→ **TAREA PROPUESTA**: Extrae de los ítems todas las líneas que contengan la cadena "person", distinguiendo entre mayúsculas y minúsculas.
=======
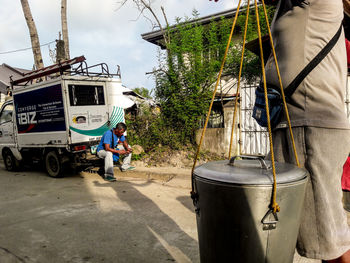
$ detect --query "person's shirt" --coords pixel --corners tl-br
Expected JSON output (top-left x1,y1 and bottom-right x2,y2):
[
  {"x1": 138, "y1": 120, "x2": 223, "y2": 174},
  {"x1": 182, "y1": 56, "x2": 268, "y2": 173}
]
[
  {"x1": 97, "y1": 130, "x2": 125, "y2": 152},
  {"x1": 266, "y1": 0, "x2": 350, "y2": 129}
]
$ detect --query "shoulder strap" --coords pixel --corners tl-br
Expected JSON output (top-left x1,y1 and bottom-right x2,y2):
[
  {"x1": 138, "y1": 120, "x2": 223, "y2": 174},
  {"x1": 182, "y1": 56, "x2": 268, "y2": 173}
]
[{"x1": 284, "y1": 24, "x2": 342, "y2": 98}]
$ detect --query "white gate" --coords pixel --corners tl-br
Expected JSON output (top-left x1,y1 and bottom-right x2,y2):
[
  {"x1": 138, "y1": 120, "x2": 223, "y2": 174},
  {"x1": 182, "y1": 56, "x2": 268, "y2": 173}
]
[{"x1": 240, "y1": 84, "x2": 270, "y2": 156}]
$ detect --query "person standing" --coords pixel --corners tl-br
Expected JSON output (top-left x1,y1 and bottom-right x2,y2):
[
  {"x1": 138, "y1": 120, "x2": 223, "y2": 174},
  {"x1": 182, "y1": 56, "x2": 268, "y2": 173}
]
[
  {"x1": 97, "y1": 122, "x2": 135, "y2": 182},
  {"x1": 266, "y1": 0, "x2": 350, "y2": 263}
]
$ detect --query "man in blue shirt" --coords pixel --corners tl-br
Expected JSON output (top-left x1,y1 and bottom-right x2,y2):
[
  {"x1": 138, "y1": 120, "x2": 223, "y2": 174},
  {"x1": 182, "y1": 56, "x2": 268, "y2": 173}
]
[{"x1": 97, "y1": 122, "x2": 135, "y2": 182}]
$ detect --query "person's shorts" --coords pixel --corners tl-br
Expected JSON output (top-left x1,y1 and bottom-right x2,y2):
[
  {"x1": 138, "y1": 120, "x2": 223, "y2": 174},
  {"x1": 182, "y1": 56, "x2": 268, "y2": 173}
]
[{"x1": 273, "y1": 127, "x2": 350, "y2": 260}]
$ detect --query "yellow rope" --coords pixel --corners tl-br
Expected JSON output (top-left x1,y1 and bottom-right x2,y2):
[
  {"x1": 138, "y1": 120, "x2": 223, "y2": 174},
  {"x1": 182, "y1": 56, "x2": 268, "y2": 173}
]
[
  {"x1": 255, "y1": 0, "x2": 280, "y2": 213},
  {"x1": 191, "y1": 0, "x2": 242, "y2": 177},
  {"x1": 228, "y1": 0, "x2": 250, "y2": 159},
  {"x1": 262, "y1": 0, "x2": 300, "y2": 167}
]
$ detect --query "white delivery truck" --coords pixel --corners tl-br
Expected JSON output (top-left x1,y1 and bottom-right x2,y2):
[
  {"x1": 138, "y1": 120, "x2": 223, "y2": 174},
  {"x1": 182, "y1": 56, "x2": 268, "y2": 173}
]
[{"x1": 0, "y1": 56, "x2": 134, "y2": 177}]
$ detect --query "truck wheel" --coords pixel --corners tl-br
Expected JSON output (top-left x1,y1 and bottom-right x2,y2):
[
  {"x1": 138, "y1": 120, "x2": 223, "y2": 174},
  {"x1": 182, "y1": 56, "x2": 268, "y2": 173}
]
[
  {"x1": 2, "y1": 150, "x2": 19, "y2": 171},
  {"x1": 45, "y1": 151, "x2": 63, "y2": 177}
]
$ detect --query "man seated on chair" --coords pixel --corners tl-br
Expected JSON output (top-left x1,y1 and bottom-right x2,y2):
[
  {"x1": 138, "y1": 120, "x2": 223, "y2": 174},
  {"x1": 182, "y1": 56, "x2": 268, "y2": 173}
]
[{"x1": 97, "y1": 122, "x2": 135, "y2": 182}]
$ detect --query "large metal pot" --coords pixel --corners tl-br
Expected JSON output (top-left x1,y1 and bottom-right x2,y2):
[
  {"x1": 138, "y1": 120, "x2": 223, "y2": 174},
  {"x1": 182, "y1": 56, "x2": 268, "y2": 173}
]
[{"x1": 193, "y1": 158, "x2": 307, "y2": 263}]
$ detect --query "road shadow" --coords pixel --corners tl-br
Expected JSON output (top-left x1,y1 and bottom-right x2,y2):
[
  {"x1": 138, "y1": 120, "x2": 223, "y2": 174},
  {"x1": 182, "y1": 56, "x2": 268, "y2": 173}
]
[
  {"x1": 94, "y1": 181, "x2": 199, "y2": 262},
  {"x1": 176, "y1": 196, "x2": 195, "y2": 212}
]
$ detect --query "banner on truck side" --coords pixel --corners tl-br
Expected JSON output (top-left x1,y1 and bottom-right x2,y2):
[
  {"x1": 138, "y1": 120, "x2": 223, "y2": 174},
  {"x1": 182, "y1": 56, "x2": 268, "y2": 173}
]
=======
→ **RESPUESTA ESPERADA**:
$ detect --query "person's shirt" --coords pixel --corners tl-br
$ detect --query "person standing" --coords pixel --corners tl-br
$ detect --query "person's shorts" --coords pixel --corners tl-br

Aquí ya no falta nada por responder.